EP4499573B1EP 4499573 B1EP4499573 B1EP 4499573B1EP-4499573-B1

Inventors

  • BLOCK, Christophe
  • LANDUYT, PETER
  • BELMANS, MARC

Dates

Publication Date
20260506
Application Date
20230324

Claims (15)

  1. A furnace suitable for the production of an alkali metal sulfate and/or an alkaline earth metal sulfate from sulfuric acid and an alkali metal chloride and/or an alkaline earth metal chloride, the furnace comprising a first reaction chamber delimited by a bottom reactor wall, a top reactor wall opposite to the bottom reactor wall, and one or more side reactor walls, wherein the furnace comprises one or more electrical resistors placed in a second buffer chamber adjacent to the reaction chamber, wherein the buffer chamber is a closed space delimited by one or more buffer chamber walls, wherein at least one buffer chamber wall is a reactor wall, preferably the top reactor wall, wherein the one or more electrical resistors are placed at a distance from all of the reactor walls such that there is no direct contact between the electrical resistor and the reactor walls, and wherein the one or more electrical resistors are placed such that the electrical resistors can heat the exterior surface of one or more reactor walls by radiation, preferably wherein the one or more electrical resistors are placed at a distance within the range of 1 to 500 mm from the top reactor wall, more preferably within the range of 15-200 mm.

================

WRITTEN TASK A
Summarize the furnace patent excerpt in two sentences.
WRITTEN TASK B
Resume the furnace patent excerpt from its last sentence.
You will not need the entries after this patent excerpt.

================

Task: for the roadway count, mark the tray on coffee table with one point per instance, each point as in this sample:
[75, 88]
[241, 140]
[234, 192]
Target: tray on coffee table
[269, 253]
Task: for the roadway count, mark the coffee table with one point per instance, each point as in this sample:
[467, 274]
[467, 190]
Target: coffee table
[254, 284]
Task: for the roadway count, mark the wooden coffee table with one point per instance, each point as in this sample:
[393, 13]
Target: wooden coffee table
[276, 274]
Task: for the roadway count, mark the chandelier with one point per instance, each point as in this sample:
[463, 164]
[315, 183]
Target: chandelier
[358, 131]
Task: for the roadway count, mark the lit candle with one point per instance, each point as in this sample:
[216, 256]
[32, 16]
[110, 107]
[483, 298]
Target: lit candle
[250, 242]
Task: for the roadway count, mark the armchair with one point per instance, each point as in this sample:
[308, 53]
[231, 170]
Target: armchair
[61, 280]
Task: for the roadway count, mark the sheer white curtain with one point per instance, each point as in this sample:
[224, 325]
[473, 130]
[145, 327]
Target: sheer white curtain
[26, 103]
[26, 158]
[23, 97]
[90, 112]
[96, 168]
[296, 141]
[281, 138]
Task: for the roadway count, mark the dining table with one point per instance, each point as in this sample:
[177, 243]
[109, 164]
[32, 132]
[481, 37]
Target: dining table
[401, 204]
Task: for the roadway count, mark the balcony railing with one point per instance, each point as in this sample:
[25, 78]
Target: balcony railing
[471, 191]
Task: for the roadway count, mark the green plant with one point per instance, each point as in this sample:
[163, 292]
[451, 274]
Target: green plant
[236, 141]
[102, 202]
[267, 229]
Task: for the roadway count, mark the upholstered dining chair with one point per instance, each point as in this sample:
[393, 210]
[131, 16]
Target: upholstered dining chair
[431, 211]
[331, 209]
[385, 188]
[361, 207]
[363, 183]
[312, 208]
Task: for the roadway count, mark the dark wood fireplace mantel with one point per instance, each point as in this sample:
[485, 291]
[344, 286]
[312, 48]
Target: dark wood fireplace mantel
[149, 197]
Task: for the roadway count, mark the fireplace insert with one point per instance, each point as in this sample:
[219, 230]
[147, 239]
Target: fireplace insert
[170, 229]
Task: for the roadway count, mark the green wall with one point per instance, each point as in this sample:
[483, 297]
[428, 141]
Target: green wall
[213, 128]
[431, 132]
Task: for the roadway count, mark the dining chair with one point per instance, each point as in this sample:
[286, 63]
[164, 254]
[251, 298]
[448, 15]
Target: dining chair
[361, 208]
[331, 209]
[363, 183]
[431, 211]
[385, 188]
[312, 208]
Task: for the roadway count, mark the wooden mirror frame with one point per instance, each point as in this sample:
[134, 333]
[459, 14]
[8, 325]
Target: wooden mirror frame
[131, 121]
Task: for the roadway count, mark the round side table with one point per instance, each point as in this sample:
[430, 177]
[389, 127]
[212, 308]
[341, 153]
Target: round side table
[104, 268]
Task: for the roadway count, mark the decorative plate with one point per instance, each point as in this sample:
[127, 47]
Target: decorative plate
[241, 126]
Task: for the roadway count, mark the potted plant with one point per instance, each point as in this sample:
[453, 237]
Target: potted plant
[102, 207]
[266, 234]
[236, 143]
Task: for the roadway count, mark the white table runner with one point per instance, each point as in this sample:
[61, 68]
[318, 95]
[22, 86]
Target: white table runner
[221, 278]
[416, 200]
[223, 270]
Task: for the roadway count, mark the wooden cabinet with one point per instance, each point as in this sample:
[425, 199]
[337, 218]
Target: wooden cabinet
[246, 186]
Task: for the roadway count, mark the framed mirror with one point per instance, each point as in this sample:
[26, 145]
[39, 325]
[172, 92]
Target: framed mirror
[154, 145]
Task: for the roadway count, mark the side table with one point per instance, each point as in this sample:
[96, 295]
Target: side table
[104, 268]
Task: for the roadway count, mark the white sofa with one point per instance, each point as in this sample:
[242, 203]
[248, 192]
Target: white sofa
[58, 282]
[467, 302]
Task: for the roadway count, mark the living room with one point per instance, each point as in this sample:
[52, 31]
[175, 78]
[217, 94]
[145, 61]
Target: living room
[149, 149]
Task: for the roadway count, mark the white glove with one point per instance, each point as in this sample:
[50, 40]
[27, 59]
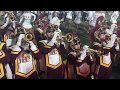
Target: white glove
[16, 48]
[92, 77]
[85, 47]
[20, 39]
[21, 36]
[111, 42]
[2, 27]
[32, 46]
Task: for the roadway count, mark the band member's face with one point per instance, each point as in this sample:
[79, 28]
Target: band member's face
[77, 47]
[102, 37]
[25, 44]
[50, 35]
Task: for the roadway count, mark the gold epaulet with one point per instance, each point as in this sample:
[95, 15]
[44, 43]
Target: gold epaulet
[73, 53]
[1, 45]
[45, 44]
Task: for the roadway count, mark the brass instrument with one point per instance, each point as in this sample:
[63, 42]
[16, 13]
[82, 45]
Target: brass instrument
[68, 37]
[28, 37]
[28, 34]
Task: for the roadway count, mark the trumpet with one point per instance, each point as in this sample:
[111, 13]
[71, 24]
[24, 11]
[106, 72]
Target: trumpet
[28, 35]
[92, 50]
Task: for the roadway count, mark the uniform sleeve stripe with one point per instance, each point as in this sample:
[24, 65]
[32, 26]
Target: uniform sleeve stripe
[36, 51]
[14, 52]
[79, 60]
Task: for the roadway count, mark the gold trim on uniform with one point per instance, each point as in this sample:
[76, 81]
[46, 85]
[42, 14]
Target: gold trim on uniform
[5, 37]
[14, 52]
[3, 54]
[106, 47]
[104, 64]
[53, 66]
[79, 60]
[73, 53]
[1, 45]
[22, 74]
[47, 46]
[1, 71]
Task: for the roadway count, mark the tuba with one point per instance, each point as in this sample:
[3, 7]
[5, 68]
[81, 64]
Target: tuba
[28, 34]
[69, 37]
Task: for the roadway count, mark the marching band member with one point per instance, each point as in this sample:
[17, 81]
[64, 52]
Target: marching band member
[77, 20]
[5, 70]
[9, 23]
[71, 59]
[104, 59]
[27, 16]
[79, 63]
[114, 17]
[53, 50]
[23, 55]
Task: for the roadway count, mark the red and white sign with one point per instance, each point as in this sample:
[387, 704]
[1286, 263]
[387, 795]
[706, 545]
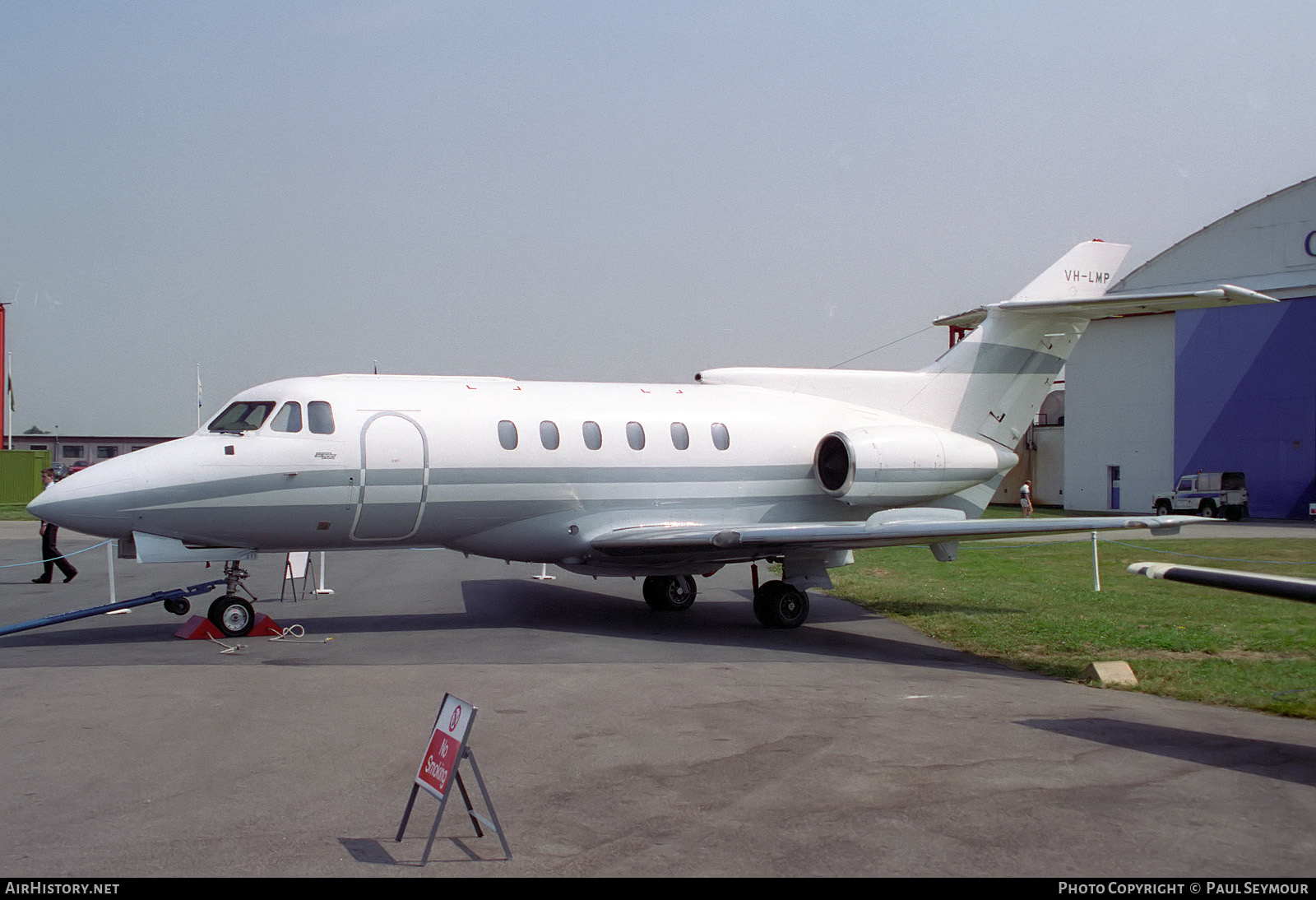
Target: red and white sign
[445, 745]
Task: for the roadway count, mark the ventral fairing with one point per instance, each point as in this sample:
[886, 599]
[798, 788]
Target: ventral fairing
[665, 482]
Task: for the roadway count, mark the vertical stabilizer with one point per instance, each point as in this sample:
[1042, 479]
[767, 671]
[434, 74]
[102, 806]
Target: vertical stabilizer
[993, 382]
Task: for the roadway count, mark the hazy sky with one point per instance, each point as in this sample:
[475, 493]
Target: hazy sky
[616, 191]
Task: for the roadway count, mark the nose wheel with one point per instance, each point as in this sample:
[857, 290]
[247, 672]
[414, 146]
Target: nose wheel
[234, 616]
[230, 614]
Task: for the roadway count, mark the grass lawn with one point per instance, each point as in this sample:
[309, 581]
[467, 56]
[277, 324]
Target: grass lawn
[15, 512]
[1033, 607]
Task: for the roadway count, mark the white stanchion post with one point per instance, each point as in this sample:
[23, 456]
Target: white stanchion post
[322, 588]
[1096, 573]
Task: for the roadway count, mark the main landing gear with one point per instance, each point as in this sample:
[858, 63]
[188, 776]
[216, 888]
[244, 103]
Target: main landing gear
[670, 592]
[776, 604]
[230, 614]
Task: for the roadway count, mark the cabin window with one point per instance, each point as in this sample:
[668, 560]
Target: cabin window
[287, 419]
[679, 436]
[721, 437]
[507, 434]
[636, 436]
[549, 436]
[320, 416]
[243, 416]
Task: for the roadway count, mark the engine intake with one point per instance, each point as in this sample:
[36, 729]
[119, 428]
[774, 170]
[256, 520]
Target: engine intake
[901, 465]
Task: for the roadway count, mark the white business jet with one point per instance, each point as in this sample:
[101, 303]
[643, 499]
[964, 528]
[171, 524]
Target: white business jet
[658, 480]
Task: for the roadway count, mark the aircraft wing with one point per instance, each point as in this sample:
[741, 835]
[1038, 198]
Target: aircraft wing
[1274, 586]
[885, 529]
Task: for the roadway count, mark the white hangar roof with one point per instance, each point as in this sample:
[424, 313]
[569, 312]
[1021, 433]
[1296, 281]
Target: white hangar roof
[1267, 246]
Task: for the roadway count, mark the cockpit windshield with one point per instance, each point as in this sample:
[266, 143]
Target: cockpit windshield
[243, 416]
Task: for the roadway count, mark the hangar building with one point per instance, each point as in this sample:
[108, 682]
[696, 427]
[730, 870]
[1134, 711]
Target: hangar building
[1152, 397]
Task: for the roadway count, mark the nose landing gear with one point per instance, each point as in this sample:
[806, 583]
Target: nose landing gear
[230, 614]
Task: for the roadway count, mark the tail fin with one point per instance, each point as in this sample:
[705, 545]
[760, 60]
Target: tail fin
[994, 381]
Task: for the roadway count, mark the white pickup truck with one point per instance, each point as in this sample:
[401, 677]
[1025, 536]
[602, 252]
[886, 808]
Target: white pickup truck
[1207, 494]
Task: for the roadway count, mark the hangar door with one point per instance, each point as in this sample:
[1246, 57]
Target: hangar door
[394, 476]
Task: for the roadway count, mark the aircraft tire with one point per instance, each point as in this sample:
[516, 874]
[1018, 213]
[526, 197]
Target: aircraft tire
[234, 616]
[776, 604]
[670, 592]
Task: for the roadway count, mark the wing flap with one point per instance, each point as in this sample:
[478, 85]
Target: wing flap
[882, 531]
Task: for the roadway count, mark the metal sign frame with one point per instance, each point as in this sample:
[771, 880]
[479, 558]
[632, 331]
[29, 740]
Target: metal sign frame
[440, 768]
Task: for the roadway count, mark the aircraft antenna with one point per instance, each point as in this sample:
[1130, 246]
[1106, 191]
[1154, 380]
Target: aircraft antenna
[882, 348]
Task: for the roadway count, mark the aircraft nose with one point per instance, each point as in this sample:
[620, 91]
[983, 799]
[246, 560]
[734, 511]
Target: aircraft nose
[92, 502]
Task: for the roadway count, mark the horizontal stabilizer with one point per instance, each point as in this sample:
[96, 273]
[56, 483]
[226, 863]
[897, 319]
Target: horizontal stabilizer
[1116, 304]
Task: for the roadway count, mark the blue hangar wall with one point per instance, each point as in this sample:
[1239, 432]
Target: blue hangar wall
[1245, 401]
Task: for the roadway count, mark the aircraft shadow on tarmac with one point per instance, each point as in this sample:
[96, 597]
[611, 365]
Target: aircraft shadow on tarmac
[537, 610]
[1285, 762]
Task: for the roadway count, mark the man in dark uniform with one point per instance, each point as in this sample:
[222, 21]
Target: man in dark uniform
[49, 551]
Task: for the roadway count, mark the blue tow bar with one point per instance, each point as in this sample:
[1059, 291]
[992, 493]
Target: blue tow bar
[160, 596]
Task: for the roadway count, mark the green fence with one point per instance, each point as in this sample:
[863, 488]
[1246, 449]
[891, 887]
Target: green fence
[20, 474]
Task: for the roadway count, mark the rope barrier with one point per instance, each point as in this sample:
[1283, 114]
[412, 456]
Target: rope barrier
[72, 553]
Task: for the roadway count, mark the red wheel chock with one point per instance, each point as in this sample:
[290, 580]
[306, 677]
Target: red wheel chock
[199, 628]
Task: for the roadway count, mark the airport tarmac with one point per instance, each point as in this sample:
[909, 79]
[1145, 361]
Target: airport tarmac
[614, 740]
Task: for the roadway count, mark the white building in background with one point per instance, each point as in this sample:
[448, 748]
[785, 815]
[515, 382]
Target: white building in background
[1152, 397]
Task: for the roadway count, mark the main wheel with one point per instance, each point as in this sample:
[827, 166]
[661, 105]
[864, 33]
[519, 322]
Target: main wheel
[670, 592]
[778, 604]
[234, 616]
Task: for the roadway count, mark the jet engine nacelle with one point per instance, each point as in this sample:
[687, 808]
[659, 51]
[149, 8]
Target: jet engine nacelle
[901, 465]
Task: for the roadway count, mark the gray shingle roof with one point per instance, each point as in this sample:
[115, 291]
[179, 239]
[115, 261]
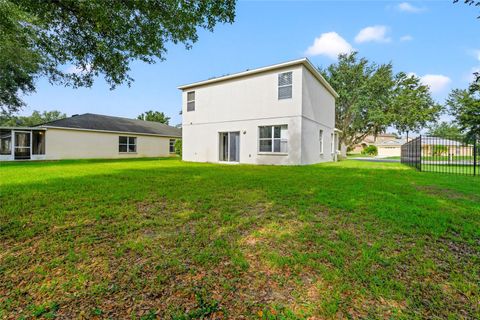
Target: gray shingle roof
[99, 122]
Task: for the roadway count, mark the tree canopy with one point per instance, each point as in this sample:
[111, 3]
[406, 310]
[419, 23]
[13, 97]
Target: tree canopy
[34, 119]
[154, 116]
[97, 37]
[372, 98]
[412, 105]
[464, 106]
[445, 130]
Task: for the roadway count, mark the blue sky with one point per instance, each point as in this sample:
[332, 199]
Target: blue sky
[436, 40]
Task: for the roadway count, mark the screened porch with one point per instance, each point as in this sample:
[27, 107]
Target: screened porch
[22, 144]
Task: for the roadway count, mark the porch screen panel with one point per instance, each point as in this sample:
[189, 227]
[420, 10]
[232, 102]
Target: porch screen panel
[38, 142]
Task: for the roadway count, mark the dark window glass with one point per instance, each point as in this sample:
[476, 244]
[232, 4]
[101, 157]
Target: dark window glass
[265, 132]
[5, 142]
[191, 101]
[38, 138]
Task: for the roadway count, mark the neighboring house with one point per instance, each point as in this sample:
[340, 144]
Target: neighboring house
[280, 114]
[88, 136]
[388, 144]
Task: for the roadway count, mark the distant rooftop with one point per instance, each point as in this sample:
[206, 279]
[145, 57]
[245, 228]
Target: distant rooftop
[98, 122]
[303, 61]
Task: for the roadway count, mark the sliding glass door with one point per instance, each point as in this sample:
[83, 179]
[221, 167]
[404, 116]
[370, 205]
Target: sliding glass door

================

EXPECTED OUTPUT A
The patent lists Christophe Block, Peter Landuyt and Marc Belmans as inventors, with an application date of March 24, 2023, and a publication date of May 6, 2026. Its first of fifteen claims covers a furnace for making alkali metal or alkaline earth metal sulfates from sulfuric acid and the matching chlorides, in which electrical resistors sit in a closed buffer chamber next to the reaction chamber, do not touch the reactor walls, and heat those walls by radiation.

EXPECTED OUTPUT B
  2. The furnace of claim 1, comprising at least 3 electrical resistors, preferably at least 10 electrical resistors, more preferably at least 25 electrical resistors, most preferably at least 30 electrical resistors.
  3. The furnace of claim 2, wherein the electrical resistors are grouped into at least 2 subgroups, preferably at least 3 subgroups, wherein the subgroups are non-overlapping and the furnace further comprises one or more controllers provided for independently controlling the power supply to each subgroup, and, preferably wherein the controllers are configured to control the power supply such that the power supply to a first electrical resistor in a first subgroup is different from the power supply to a second electrical resistor in a second subgroup.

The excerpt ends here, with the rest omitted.